> **WHAT THE TASK REQUIRES**: Substitute "gray sedan" for "white sedan" in the items, starting with the line with "the white sedan" and going on through the line with "<point>316,154</point>". Give only those lines again, with everything else unchanged.

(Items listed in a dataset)

• • •

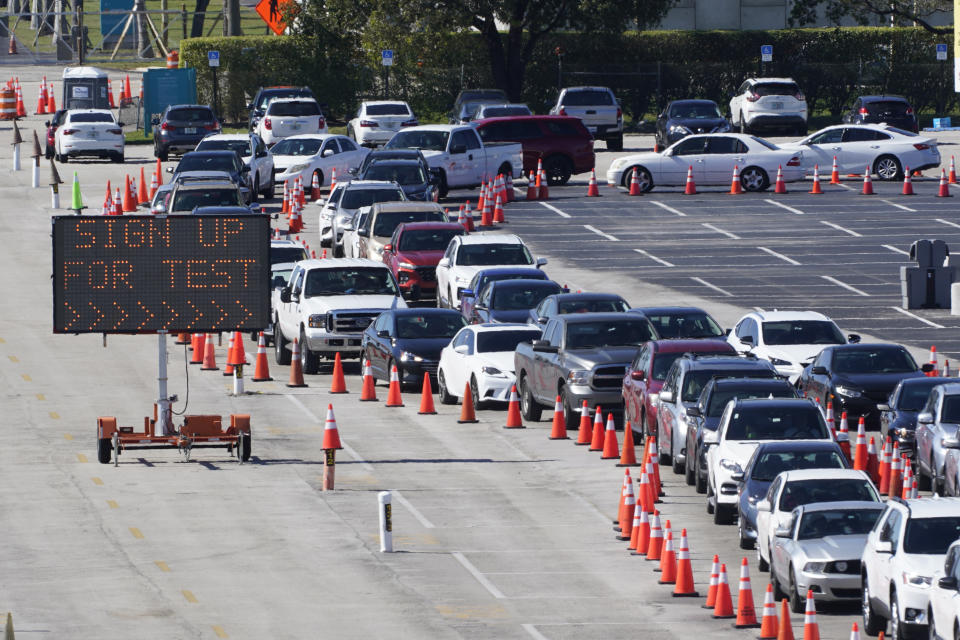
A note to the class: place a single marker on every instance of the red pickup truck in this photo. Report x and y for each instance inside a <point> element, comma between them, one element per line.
<point>562,142</point>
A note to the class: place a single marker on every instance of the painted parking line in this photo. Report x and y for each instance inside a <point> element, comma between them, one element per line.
<point>654,258</point>
<point>555,210</point>
<point>839,228</point>
<point>846,286</point>
<point>601,233</point>
<point>779,255</point>
<point>783,206</point>
<point>668,208</point>
<point>916,317</point>
<point>732,236</point>
<point>712,286</point>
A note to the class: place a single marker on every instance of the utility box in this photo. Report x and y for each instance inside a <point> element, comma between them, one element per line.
<point>927,286</point>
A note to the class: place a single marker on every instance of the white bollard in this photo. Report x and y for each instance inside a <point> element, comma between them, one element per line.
<point>386,522</point>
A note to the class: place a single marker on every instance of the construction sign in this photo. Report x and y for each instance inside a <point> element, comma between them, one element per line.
<point>272,12</point>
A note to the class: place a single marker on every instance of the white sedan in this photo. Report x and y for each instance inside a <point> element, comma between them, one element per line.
<point>886,150</point>
<point>89,132</point>
<point>481,355</point>
<point>712,158</point>
<point>377,120</point>
<point>316,154</point>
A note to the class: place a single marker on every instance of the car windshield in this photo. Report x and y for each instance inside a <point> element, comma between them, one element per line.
<point>297,147</point>
<point>434,325</point>
<point>777,423</point>
<point>349,281</point>
<point>696,111</point>
<point>819,524</point>
<point>930,536</point>
<point>426,140</point>
<point>391,109</point>
<point>298,108</point>
<point>356,198</point>
<point>770,464</point>
<point>787,332</point>
<point>684,325</point>
<point>426,239</point>
<point>504,341</point>
<point>514,298</point>
<point>873,361</point>
<point>800,492</point>
<point>608,333</point>
<point>488,254</point>
<point>399,173</point>
<point>242,147</point>
<point>388,221</point>
<point>696,380</point>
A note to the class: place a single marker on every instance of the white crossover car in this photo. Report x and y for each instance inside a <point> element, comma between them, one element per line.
<point>711,157</point>
<point>482,355</point>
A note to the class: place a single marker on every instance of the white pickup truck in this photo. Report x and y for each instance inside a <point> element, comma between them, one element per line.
<point>462,158</point>
<point>328,305</point>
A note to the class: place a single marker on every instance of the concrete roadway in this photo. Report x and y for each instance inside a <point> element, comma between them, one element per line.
<point>499,534</point>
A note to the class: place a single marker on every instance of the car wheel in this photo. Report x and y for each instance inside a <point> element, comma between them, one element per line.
<point>754,179</point>
<point>445,397</point>
<point>644,179</point>
<point>529,408</point>
<point>888,168</point>
<point>872,623</point>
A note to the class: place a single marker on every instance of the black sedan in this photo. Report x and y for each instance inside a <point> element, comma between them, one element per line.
<point>898,415</point>
<point>858,377</point>
<point>412,340</point>
<point>682,118</point>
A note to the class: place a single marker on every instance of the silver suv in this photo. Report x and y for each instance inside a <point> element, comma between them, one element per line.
<point>769,103</point>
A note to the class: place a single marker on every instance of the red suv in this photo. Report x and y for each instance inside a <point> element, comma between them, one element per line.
<point>413,253</point>
<point>563,143</point>
<point>644,378</point>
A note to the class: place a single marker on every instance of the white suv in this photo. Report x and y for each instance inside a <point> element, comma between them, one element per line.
<point>769,103</point>
<point>903,552</point>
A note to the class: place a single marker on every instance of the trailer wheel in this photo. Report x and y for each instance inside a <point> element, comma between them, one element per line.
<point>104,450</point>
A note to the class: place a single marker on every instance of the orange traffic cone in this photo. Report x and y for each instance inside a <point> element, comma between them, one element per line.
<point>558,430</point>
<point>331,435</point>
<point>426,398</point>
<point>746,613</point>
<point>596,442</point>
<point>296,370</point>
<point>768,621</point>
<point>684,580</point>
<point>691,188</point>
<point>394,399</point>
<point>835,172</point>
<point>867,183</point>
<point>811,631</point>
<point>592,190</point>
<point>610,447</point>
<point>736,188</point>
<point>714,583</point>
<point>513,411</point>
<point>209,356</point>
<point>780,186</point>
<point>815,190</point>
<point>467,414</point>
<point>723,608</point>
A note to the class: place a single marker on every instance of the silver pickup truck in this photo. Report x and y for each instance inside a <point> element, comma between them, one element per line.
<point>581,357</point>
<point>599,110</point>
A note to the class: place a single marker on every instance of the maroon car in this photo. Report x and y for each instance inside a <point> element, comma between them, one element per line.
<point>562,142</point>
<point>643,381</point>
<point>413,252</point>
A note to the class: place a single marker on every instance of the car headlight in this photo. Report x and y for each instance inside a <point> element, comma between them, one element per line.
<point>916,580</point>
<point>850,392</point>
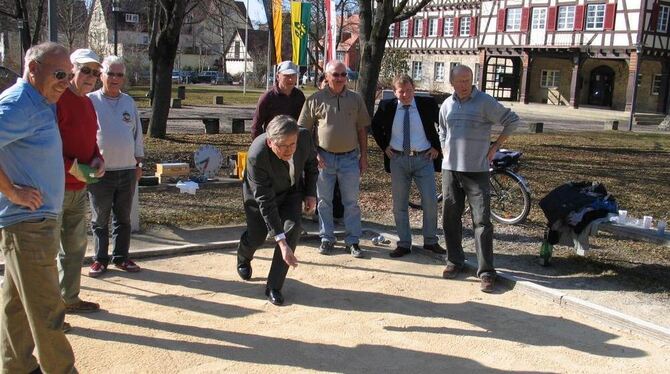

• • •

> **WRITTEN ANSWER**:
A note to the class: place a single marker on every instance of the gray sedan in this photo. Report x and y for each instance inside a <point> element, comma between them, one element per line.
<point>886,150</point>
<point>89,132</point>
<point>481,355</point>
<point>712,158</point>
<point>377,120</point>
<point>316,154</point>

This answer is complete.